# 2005 Ford F-150 Door panel removal



## foosman (Oct 14, 2007)

Just bought a new truck and can't seem to figure out how to remove the door panels to replace speakers. Can someone give me a hand right quick?? Thanks


----------



## thehatedguy (May 4, 2007)

05s the grills should just pop off and the speakers are behind that...don't have to take the panels off. But if you do want to take the panel off, you have to remove the speakers first.


----------



## DeLander (Feb 23, 2006)

go to f150online.com. lot's of info on there about our trucks


----------



## Mr Burns (Sep 9, 2007)

Look right behind your door handle. There is a little plastic cover. Pry it out and behind it there are two bolts to remove. At the very bottom of the panel there are two small screws. Remove these. On your armrest where the window buttons are, that plastic piece is snapped into place. Just carefully insert a thin screwdriver and pop it off. Disconnect the plugs from the back when it's free. 
The door panel is held on by fingers that slot into holes in the door. You must lift up on the panel to clear the holes. Do not pry outward on the panel as the tabs will break. When the panel is free pop the door handle out by rapping it with your hand from behind , as it has a little snap clip holding it in. Hope this helps.


----------



## Mr Burns (Sep 9, 2007)

The previous poster is correct about the grill in the door panel. It will pop out and the speakers are behind it. I'm pretty sure you don't have to remove the speakers to lift the door panels though. I hope this helps in case you want to remove the panel for sound deadening, or modification. You may have to really tug on the panel the first time you remove.


----------

* **GIVEN REQUEST 1**: In the records below, render everything from the line containing "[locate] fish mouth" down to the line containing "<point>121,52</point>", both ends included, as a Markdown table with the columns Row and Entry. Number each row and omit any blank lines.

* **MATERIAL PROVIDED**:
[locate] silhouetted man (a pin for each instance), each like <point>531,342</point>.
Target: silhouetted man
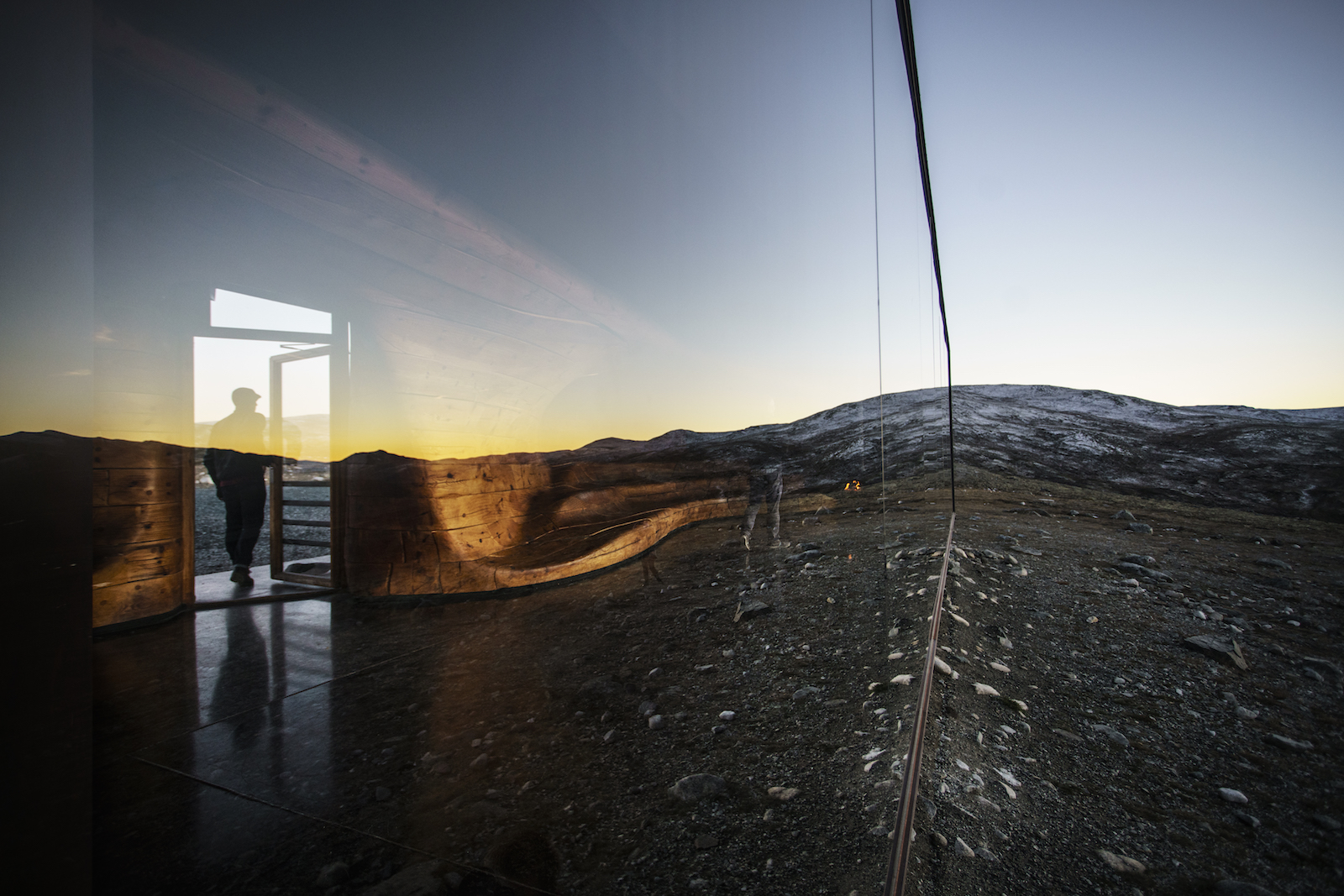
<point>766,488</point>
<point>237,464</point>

==

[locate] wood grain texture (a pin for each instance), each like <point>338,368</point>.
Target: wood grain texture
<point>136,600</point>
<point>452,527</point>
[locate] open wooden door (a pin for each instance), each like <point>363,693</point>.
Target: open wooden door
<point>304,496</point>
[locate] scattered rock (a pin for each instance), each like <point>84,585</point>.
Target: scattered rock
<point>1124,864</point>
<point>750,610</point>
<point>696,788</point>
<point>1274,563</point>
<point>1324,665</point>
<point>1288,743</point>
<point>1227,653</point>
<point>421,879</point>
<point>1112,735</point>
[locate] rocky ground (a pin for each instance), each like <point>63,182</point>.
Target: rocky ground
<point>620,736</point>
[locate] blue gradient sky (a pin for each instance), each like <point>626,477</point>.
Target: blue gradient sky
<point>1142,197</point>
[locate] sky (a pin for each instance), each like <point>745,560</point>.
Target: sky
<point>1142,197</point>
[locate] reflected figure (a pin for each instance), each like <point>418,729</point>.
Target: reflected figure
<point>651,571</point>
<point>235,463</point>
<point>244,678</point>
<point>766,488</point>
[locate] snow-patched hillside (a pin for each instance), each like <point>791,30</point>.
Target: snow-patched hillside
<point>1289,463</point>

==

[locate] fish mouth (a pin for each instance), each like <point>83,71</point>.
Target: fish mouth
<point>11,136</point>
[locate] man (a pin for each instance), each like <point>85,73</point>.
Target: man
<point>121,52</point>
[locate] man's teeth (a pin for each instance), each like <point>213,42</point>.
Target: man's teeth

* **GIVEN REQUEST 2**: Reproduce word for word everything in the door panel thread from "## DeLander (Feb" down to "Hope this helps.".

* **EXERCISE SOLUTION 1**:
| Row | Entry |
|---|---|
| 1 | [locate] fish mouth (a pin for each instance), each like <point>83,71</point>. |
| 2 | Target: fish mouth |
| 3 | <point>11,136</point> |
| 4 | [locate] man (a pin for each instance), each like <point>85,73</point>. |
| 5 | Target: man |
| 6 | <point>121,52</point> |

* **EXERCISE SOLUTION 2**:
## DeLander (Feb 23, 2006)

go to f150online.com. lot's of info on there about our trucks


----------



## Mr Burns (Sep 9, 2007)

Look right behind your door handle. There is a little plastic cover. Pry it out and behind it there are two bolts to remove. At the very bottom of the panel there are two small screws. Remove these. On your armrest where the window buttons are, that plastic piece is snapped into place. Just carefully insert a thin screwdriver and pop it off. Disconnect the plugs from the back when it's free. 
The door panel is held on by fingers that slot into holes in the door. You must lift up on the panel to clear the holes. Do not pry outward on the panel as the tabs will break. When the panel is free pop the door handle out by rapping it with your hand from behind , as it has a little snap clip holding it in. Hope this helps.